- AIM:
Can you write out all the records below again with "bare tree" changed to "leafless tree", keeping everything else the same and leaving the pictures out?

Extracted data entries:
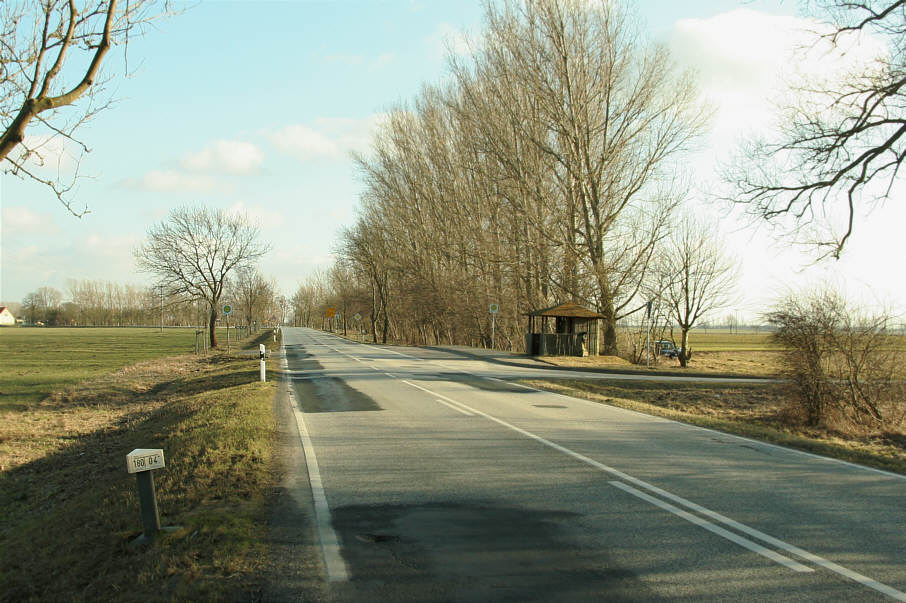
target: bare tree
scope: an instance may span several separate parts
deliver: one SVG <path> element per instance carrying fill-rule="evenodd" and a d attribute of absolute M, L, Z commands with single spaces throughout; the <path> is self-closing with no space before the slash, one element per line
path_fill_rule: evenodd
<path fill-rule="evenodd" d="M 661 298 L 680 328 L 680 365 L 692 357 L 689 331 L 709 312 L 732 299 L 737 271 L 716 238 L 715 228 L 685 217 L 664 242 L 657 262 L 664 276 Z"/>
<path fill-rule="evenodd" d="M 63 301 L 63 294 L 53 287 L 39 287 L 22 300 L 22 309 L 28 322 L 54 322 L 56 310 Z"/>
<path fill-rule="evenodd" d="M 605 316 L 604 351 L 616 353 L 619 309 L 684 194 L 671 159 L 701 133 L 709 108 L 695 78 L 677 73 L 665 47 L 640 39 L 616 3 L 489 3 L 484 42 L 473 70 L 456 69 L 477 127 L 499 137 L 486 116 L 500 115 L 504 130 L 542 157 L 556 192 L 544 202 L 554 217 L 548 236 L 563 252 L 557 285 L 593 301 Z M 518 157 L 500 161 L 527 176 Z"/>
<path fill-rule="evenodd" d="M 135 250 L 139 269 L 155 275 L 170 294 L 202 299 L 209 310 L 211 347 L 227 277 L 270 250 L 244 216 L 205 207 L 180 207 L 148 230 Z"/>
<path fill-rule="evenodd" d="M 111 48 L 140 35 L 153 18 L 169 12 L 168 1 L 7 0 L 0 3 L 0 163 L 4 171 L 50 187 L 76 216 L 67 199 L 74 184 L 39 169 L 62 139 L 79 149 L 79 126 L 109 105 L 103 98 L 101 66 Z M 78 109 L 71 108 L 81 103 Z M 70 107 L 68 111 L 64 108 Z M 31 126 L 37 125 L 32 131 Z M 27 134 L 31 133 L 31 134 Z M 15 151 L 15 152 L 14 152 Z M 77 170 L 76 170 L 77 172 Z"/>
<path fill-rule="evenodd" d="M 254 266 L 240 266 L 230 279 L 230 296 L 236 304 L 238 320 L 251 328 L 253 321 L 264 323 L 276 307 L 277 286 Z"/>
<path fill-rule="evenodd" d="M 793 233 L 809 225 L 808 242 L 839 258 L 860 209 L 890 196 L 906 157 L 906 2 L 815 5 L 832 22 L 815 44 L 846 53 L 871 34 L 886 54 L 844 77 L 799 85 L 776 140 L 749 141 L 725 178 L 750 213 L 775 224 L 792 218 Z"/>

- CORRECT RESULT:
target: leafless tree
scope: an instance may span several separate parts
deliver: one SVG <path> element per instance carrying fill-rule="evenodd" and a d attribute of absolute M, L, Z commands with single spaces throughout; the <path> is self-closing with no space before the slash, one element per line
path_fill_rule: evenodd
<path fill-rule="evenodd" d="M 661 298 L 680 328 L 680 365 L 692 357 L 689 331 L 709 312 L 732 299 L 737 271 L 716 238 L 715 228 L 685 217 L 664 242 L 657 262 L 664 276 Z"/>
<path fill-rule="evenodd" d="M 63 301 L 63 294 L 53 287 L 39 287 L 22 300 L 22 309 L 28 322 L 54 322 L 56 310 Z"/>
<path fill-rule="evenodd" d="M 605 316 L 604 351 L 616 353 L 619 309 L 684 194 L 671 159 L 701 133 L 709 108 L 695 78 L 677 73 L 665 47 L 640 39 L 616 3 L 489 3 L 484 42 L 473 70 L 456 69 L 477 127 L 499 137 L 486 116 L 500 115 L 504 130 L 542 157 L 556 192 L 544 202 L 554 217 L 548 236 L 563 252 L 557 285 L 593 301 Z M 518 157 L 500 161 L 527 176 Z"/>
<path fill-rule="evenodd" d="M 135 250 L 139 269 L 155 275 L 170 294 L 202 299 L 209 310 L 211 347 L 227 277 L 270 250 L 244 216 L 205 207 L 180 207 L 148 230 Z"/>
<path fill-rule="evenodd" d="M 111 48 L 140 35 L 153 18 L 169 12 L 168 1 L 7 0 L 0 3 L 0 163 L 4 171 L 50 187 L 76 216 L 67 199 L 74 184 L 39 169 L 62 139 L 79 149 L 79 126 L 109 105 L 103 98 L 101 66 Z M 78 109 L 71 108 L 81 103 Z M 70 107 L 68 111 L 64 108 Z M 31 126 L 37 125 L 32 131 Z M 27 134 L 31 133 L 31 134 Z M 15 151 L 15 152 L 14 152 Z M 77 170 L 76 170 L 77 172 Z"/>
<path fill-rule="evenodd" d="M 254 266 L 240 266 L 230 279 L 230 296 L 236 304 L 238 320 L 251 328 L 253 321 L 264 323 L 276 307 L 277 286 Z"/>
<path fill-rule="evenodd" d="M 793 233 L 809 225 L 808 242 L 839 258 L 860 209 L 890 196 L 906 157 L 906 2 L 815 5 L 832 22 L 815 44 L 846 53 L 871 34 L 886 54 L 844 77 L 799 85 L 776 140 L 749 141 L 725 178 L 750 213 L 775 224 L 792 218 Z"/>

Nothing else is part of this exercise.